# Data

Content starts

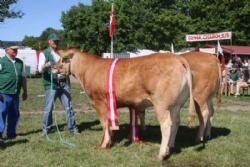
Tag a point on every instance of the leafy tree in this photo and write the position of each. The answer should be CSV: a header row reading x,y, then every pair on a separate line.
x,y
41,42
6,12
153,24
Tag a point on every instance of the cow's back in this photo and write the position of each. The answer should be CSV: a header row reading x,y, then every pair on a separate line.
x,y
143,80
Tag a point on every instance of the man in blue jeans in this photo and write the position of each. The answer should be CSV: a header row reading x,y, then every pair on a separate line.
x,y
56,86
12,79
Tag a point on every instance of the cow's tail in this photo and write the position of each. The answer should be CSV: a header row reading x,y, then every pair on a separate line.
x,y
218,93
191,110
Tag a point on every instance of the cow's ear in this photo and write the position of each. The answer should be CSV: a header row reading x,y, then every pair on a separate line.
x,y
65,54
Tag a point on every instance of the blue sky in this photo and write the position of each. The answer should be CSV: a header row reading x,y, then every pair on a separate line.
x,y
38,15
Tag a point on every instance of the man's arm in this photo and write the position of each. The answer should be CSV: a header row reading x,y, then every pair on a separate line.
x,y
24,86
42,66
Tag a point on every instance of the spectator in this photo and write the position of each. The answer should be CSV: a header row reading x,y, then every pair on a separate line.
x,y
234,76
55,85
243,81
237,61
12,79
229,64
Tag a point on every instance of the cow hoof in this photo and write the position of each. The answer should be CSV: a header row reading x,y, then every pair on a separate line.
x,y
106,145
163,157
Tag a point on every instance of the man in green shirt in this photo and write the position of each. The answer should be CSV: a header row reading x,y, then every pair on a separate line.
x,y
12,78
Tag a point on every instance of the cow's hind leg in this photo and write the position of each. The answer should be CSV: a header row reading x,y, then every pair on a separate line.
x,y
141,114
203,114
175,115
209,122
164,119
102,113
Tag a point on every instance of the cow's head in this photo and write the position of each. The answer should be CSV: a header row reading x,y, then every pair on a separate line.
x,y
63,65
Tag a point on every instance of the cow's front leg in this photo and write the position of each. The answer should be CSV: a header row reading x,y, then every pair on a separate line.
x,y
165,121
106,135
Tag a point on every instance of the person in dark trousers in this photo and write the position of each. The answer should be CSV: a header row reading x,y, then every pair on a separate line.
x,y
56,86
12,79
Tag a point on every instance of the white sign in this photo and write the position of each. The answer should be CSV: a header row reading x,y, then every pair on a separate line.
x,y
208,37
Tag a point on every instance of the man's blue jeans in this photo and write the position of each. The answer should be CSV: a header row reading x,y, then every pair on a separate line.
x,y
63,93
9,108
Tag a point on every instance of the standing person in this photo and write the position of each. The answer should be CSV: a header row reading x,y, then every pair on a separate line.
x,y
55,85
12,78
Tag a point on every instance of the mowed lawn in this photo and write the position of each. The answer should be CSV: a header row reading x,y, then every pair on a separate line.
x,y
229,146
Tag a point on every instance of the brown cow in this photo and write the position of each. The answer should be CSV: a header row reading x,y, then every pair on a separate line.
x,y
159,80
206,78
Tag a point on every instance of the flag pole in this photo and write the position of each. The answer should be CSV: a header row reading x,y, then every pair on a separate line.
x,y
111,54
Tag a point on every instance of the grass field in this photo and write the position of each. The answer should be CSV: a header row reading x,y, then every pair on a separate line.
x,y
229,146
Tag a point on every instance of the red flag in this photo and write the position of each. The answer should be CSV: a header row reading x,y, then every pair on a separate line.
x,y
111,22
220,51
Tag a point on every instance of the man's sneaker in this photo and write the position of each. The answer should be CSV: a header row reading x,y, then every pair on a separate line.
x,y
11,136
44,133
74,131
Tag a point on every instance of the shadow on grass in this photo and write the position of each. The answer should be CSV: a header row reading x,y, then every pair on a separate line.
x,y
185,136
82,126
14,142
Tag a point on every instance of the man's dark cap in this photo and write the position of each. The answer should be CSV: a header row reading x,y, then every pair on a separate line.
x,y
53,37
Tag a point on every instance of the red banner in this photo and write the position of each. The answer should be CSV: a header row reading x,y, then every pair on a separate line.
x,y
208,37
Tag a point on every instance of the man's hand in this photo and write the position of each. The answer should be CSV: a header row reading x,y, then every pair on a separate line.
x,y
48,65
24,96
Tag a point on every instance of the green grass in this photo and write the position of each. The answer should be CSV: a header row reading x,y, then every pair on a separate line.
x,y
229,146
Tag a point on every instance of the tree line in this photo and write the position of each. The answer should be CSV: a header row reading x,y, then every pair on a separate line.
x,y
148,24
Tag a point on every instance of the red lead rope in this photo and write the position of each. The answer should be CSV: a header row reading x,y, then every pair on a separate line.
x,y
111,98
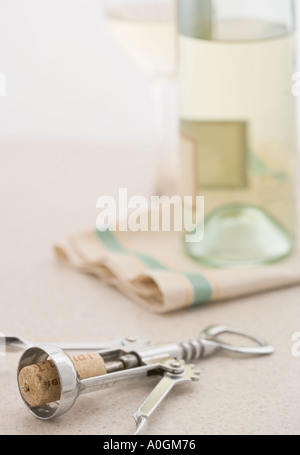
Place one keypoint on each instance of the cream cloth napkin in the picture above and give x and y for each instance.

Content ends

# Aim of the exercise
The material is to be reproduced verbatim, and no picture may appear in the copy.

# Answer box
Tag a point on every instance of the leafy tree in this photo and write the position of each. The answer should be CSV: a header row reading x,y, then every pair on a separate line.
x,y
41,42
6,12
153,24
Tag a point on every instance of the cow's back in this photo and write the position of each. The answer should be CSV: a header row reading x,y, then every pair on a separate line.
x,y
143,80
Tag a point on every instance of the man in blue jeans in this photo and write the position of each. The answer should be CSV: a header row reading x,y, then every pair on a separate line.
x,y
56,86
12,79
Tag a point on every instance of the cow's tail in this photo and write the position of each. The answer should be CSV: a header row reading x,y, then every pair on a separate line.
x,y
218,93
191,110
Tag a point on every instance of the cow's ear in this photo and write the position of each. The answer should be CSV: a header row reading x,y, then every pair on a separate line.
x,y
65,54
Tag a point on every instance of the blue sky in this photo and write the position of each. The answer should be CSV: a header row reading x,y, then every pair on a separate line.
x,y
38,15
Tag a point on every instance of the man's arm in this photo and write the position of each. The answer should be CSV: a header row reading x,y, then every pair on a separate line.
x,y
24,86
42,66
Tag a point on every instance of the spectator in this photo and write the position of each. The answer should be CSV: a header row reading x,y, then every pair on a separate line.
x,y
234,76
55,85
243,81
237,61
12,79
229,64
Tag a point on every instance of the cow hoof in this photo and write the position of each. The answer should be CSV: a header row reading x,y, then every pair on a separate line.
x,y
106,145
163,157
Tag a point on every instance of the man in green shirt in this photo and write the position of each. The answer should be CSV: a header row reading x,y, then every pair on a separate line.
x,y
12,78
Tag a point on every instance of the cow's hind leg in this photo and write the position of each. The answer should be CSV: a header row reading x,y, then every pair on a separate line.
x,y
141,114
203,114
175,115
209,122
164,119
102,113
Tag a point on every instance of the cow's head in this photo and write the position of each. The answer should be CSV: a header row reading x,y, then every pair on a separate line.
x,y
63,65
Tag a point on every instance of the cow's front leg in this photo and write the position of each. The answer should be CSV: a header row reading x,y, then every pair on a separate line.
x,y
165,121
106,135
Tag a point on every instance of the person in dark trousers in this photo and write the position of each. The answer should be CSV: a header row reading x,y, then every pair on a separate line.
x,y
56,86
12,79
Tag a point on every instance of the white sign in this photo and write the position of each. The answer should be CSV: a header row reading x,y, then every pair on a separate line.
x,y
208,37
Tag a point on every instance of the man's blue jeans in this photo and write the position of each. The answer should be CSV: a header row reading x,y, then every pair on a separate line.
x,y
63,93
9,108
Tag a point on every instance of the standing person in this photo and write the position of each. The answer should be CSV: a header row reading x,y, then every pair on a separate line.
x,y
55,85
12,78
Tag a point on every instance of the mowed lawn in this photo and write the position of each. The answer should be CSV: a header row reading x,y, then every pair on a separate line.
x,y
229,146
Tag a point on every instance of the brown cow in this photo and write the position of each. The answer should be CSV: a header row reading x,y, then every pair on a separate line.
x,y
159,80
206,78
Tag a point on every instance of the flag pole in this photo and write the position of each. The answer should be CSV: a header row reading x,y, then every pair on a separate line.
x,y
111,54
Tag a point on every instance of the grass field in this photo and write the position of each. The answer should be CSV: a header row reading x,y, then every pair on a separate line.
x,y
229,146
Tag a point on every instance of the red flag in this photo and write the position of each. The answer should be CSV: a header row reading x,y, then every pair on a separate line.
x,y
111,22
220,51
Tag a point on every instance of the man's sneaker in this photo and write the position of each. The answer should be CSV: a header row reading x,y, then every pair on a separate line.
x,y
11,136
44,133
74,131
Tag a point on every instance of the shadow on grass in this photo and write the position of each. The answer should be CSV: a header row reading x,y, then every pair on a separate line.
x,y
185,136
82,126
14,142
Tag a point on every instance of the man's dark cap in this photo and write the position of each. The answer should be CSV: a header row reading x,y, then every pair on a separate line.
x,y
53,37
Tag a point on every instance of the red banner in this photo and write the position of each. The answer should be CSV: a header row reading x,y, then every pair on a separate line.
x,y
208,37
Tag a point on every instance of the man's hand in this photo and write the position of each. The answer should be CSV: a header row reading x,y, then every pair on a separate line.
x,y
48,65
24,96
Tag a point on every instance of the green grass in this photo and write the position of each. The answer should be CSV: a header row reading x,y, then every pair on a separate line.
x,y
229,146
Tag a point on every instance of the tree line in this photo and write the position of each. The answer should be CSV: a header row reading x,y, then every pair on a separate line.
x,y
148,24
Tag a point on every instance of the red lead rope in this photo and write the position of each. The answer should be CSV: a header row reading x,y, then every pair on a separate line.
x,y
111,98
Place one keypoint on each instance of the cream cloth napkin in the picture above and give x and y for each instance.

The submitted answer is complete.